§ Aim
Display each line of the records below that contains the string "pencil" in the same case.
## start Provided information
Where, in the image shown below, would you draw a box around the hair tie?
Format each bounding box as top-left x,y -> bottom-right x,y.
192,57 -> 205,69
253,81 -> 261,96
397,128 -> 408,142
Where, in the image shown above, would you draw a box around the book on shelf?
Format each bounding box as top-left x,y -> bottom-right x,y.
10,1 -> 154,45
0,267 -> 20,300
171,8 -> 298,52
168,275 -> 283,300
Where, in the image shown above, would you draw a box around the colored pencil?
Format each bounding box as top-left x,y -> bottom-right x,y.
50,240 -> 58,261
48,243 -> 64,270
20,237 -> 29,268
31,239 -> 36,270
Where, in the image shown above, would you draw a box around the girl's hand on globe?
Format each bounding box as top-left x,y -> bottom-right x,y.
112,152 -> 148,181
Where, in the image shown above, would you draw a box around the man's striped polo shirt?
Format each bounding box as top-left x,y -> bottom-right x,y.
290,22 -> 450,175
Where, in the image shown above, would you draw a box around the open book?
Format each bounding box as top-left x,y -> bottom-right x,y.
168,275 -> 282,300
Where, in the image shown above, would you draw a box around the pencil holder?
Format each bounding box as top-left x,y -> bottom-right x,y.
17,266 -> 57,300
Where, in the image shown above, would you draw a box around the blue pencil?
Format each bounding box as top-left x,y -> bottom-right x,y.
## end Provided information
§ Written solution
Where, in the image shown above, would you draw a box around the colored pencil?
Where, in the image shown above, would you draw a box around the pencil holder?
Where, in the image shown above, would you draw a box around the blue pencil?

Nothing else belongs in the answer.